## [About this exercise]
What you return must match the records word for word.

*** Records ***

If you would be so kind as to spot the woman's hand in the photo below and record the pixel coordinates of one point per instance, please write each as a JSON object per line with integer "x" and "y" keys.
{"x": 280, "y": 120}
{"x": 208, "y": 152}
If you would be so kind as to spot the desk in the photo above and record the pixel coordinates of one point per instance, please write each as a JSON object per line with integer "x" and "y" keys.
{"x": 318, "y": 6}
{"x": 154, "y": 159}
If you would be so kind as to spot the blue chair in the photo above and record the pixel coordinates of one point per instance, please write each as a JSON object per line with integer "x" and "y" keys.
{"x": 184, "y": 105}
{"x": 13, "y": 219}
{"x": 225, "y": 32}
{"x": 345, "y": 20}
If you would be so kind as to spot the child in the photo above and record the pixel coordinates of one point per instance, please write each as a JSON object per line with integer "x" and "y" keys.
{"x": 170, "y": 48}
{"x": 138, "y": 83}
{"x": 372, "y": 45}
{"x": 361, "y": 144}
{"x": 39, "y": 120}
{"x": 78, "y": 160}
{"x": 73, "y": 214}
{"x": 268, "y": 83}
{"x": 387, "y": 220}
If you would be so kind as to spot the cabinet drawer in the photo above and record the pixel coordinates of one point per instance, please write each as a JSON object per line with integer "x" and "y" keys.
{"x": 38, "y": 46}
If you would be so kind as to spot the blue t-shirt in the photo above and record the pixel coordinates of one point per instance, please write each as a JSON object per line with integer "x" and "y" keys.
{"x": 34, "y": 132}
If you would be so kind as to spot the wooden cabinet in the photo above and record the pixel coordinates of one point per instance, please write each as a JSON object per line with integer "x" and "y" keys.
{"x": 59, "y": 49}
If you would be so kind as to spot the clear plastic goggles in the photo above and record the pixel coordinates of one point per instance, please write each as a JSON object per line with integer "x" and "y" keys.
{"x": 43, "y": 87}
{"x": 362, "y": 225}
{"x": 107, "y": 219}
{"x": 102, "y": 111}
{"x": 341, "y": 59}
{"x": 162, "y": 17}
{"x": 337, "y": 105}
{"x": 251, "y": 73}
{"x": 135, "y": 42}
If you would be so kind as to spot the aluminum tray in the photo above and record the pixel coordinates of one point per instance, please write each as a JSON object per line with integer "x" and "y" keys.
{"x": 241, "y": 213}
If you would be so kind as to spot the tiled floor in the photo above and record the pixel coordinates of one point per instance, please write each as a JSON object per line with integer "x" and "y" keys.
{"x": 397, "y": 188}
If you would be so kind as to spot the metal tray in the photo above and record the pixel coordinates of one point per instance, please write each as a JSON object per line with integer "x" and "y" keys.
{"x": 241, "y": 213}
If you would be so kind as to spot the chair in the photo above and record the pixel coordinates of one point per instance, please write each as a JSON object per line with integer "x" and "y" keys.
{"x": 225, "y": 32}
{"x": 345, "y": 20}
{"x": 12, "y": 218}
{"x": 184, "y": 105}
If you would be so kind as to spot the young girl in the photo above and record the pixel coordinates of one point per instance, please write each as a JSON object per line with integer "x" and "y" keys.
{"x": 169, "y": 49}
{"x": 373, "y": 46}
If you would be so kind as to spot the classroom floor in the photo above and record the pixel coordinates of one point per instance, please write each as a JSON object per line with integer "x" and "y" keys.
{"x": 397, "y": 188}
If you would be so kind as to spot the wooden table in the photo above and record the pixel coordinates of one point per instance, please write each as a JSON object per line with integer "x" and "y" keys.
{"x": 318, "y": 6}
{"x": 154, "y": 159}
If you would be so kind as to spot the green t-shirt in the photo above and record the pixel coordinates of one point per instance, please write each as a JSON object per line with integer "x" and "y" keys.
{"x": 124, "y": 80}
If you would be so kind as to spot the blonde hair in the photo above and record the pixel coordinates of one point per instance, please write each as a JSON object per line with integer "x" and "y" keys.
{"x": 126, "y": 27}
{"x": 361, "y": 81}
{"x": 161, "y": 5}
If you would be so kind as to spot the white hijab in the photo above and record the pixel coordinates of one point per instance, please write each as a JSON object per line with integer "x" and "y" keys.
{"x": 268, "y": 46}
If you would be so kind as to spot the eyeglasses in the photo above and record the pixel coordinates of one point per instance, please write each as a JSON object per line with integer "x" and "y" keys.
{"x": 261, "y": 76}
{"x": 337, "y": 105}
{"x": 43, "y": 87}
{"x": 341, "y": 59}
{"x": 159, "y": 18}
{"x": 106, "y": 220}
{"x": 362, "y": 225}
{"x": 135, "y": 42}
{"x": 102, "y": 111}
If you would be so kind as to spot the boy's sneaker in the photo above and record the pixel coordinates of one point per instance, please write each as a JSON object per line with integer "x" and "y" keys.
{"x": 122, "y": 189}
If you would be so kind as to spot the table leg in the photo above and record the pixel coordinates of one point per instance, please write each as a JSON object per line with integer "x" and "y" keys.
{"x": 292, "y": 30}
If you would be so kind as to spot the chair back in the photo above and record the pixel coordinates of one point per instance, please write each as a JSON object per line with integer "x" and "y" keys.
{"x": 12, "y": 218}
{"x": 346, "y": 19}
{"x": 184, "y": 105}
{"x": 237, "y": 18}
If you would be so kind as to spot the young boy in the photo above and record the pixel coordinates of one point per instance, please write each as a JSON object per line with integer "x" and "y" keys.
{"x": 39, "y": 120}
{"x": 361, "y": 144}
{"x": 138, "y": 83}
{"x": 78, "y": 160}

***

## [Solution to this task]
If you would be so kind as to spot the woman's hand in the photo below and record the pixel coordinates of one point per instance, please write each as a JSON object per line with integer "x" and "y" keys.
{"x": 280, "y": 120}
{"x": 208, "y": 152}
If you would be so kind as to spot the desk in the photo above and record the pixel coordinates of one point per instance, please write each as a JSON object per line with integer "x" and "y" keys.
{"x": 318, "y": 6}
{"x": 154, "y": 159}
If you would be so kind as to spot the blue chair in the photo above and record the pixel coordinates of one point per instance, please write each as a JSON object per line with integer "x" and "y" keys.
{"x": 184, "y": 105}
{"x": 13, "y": 219}
{"x": 225, "y": 32}
{"x": 345, "y": 20}
If you would be so kind as to spot the child in the photo above and record the pixel coordinates of one point per instance, please write each as a JSON object per line with integer "x" and "y" keys.
{"x": 170, "y": 48}
{"x": 138, "y": 83}
{"x": 372, "y": 45}
{"x": 361, "y": 144}
{"x": 39, "y": 120}
{"x": 78, "y": 160}
{"x": 73, "y": 214}
{"x": 268, "y": 83}
{"x": 387, "y": 220}
If you would be so kind as to spot the cabinet drawer in the photo above and record the pixel coordinates of one point per instance, please write each as a JSON object per line with integer "x" and "y" keys.
{"x": 38, "y": 46}
If you would be so kind as to spot the blue t-shirt in the photo above and record the pixel coordinates of one point per instance, please write each as a JSON object per line with integer "x" and "y" keys.
{"x": 34, "y": 132}
If you would be so kind as to spot the wooden cabinet in the photo above and record the pixel coordinates of one point per instance, please write each as a JSON object per line with integer "x" and "y" keys.
{"x": 59, "y": 49}
If you would be so kind as to spot the clear plastic goggles in the photo above and record the pixel coordinates of one point per instance, please write each as a JSON object per line with integer "x" and "y" keys.
{"x": 43, "y": 87}
{"x": 362, "y": 225}
{"x": 107, "y": 219}
{"x": 102, "y": 111}
{"x": 341, "y": 59}
{"x": 162, "y": 17}
{"x": 337, "y": 105}
{"x": 251, "y": 73}
{"x": 135, "y": 42}
If you would be so kind as to spot the aluminum tray in the photo above and record the pixel coordinates of one point per instance, please write each as a JSON object per line with integer "x" and "y" keys.
{"x": 241, "y": 213}
If you would be so kind as to spot the tiled floor in the photo above and record the pixel coordinates of one point per instance, please write each as a JSON object per line with integer "x" and "y" keys.
{"x": 397, "y": 188}
If you would be so kind as to spot the metal tray in the photo above and record the pixel coordinates of one point per instance, please write each as a JSON object per line with integer "x" and "y" keys.
{"x": 241, "y": 213}
If you would be so kind as to spot the chair in the photo above and record the pixel coordinates of one point per instance, please write each as a JSON object per line with integer "x" and "y" keys.
{"x": 225, "y": 32}
{"x": 345, "y": 20}
{"x": 12, "y": 218}
{"x": 184, "y": 105}
If you would be so kind as to spot the young girl in the photo above and record the pixel coordinates of one point per instance, please write each as a JSON object per line with integer "x" and "y" keys.
{"x": 169, "y": 49}
{"x": 373, "y": 46}
If you would be so kind as to spot the classroom floor in the photo above and record the pixel coordinates of one point per instance, please write each as a JSON object per line with integer "x" and "y" keys.
{"x": 397, "y": 188}
If you would be so kind as to spot the wooden table in the photo above and record the pixel coordinates of one point per instance, please write each as a JSON object per line with integer "x" and "y" keys.
{"x": 318, "y": 6}
{"x": 154, "y": 159}
If you would be so kind as to spot the green t-shirt in the photo above and record the pixel coordinates of one point per instance, please write each as a JSON object per line with integer "x" and "y" keys.
{"x": 124, "y": 80}
If you would be so kind as to spot the blonde hair in the photo above and record the pixel coordinates of one point per instance, please write each as a JSON object per line with integer "x" and "y" keys.
{"x": 126, "y": 27}
{"x": 361, "y": 81}
{"x": 161, "y": 5}
If you would be so kind as to spot the white hijab in the photo above and record the pixel coordinates of one point per instance, please write each as a JSON object per line with integer "x" and "y" keys.
{"x": 268, "y": 46}
If you would be so kind as to spot the eyeglasses in the photo above and record the pixel coordinates of one point per instance, please write each as a JSON object per line with integer "x" and "y" keys.
{"x": 261, "y": 76}
{"x": 337, "y": 105}
{"x": 43, "y": 87}
{"x": 341, "y": 59}
{"x": 159, "y": 18}
{"x": 106, "y": 220}
{"x": 362, "y": 225}
{"x": 135, "y": 42}
{"x": 102, "y": 111}
If you would be so kind as to spot the boy's sneaker in the photo above and record the pixel coordinates of one point per instance, please write each as a JSON object per line with integer "x" and "y" keys.
{"x": 122, "y": 189}
If you would be so kind as to spot the table leg in the photo above and record the pixel coordinates of one point per instance, please write each as a JSON object per line with integer "x" and "y" keys.
{"x": 292, "y": 30}
If you would be so kind as to spot the chair back in the photo above and record the pixel coordinates of one point per instance, please write each as a JSON object per line with integer "x" and "y" keys.
{"x": 12, "y": 218}
{"x": 346, "y": 19}
{"x": 184, "y": 105}
{"x": 237, "y": 18}
If you would be so kind as to spot the young boy in the photo above and record the pixel coordinates of one point per instance, please write each as a JSON object per line with integer "x" and "y" keys.
{"x": 39, "y": 120}
{"x": 361, "y": 144}
{"x": 138, "y": 83}
{"x": 78, "y": 160}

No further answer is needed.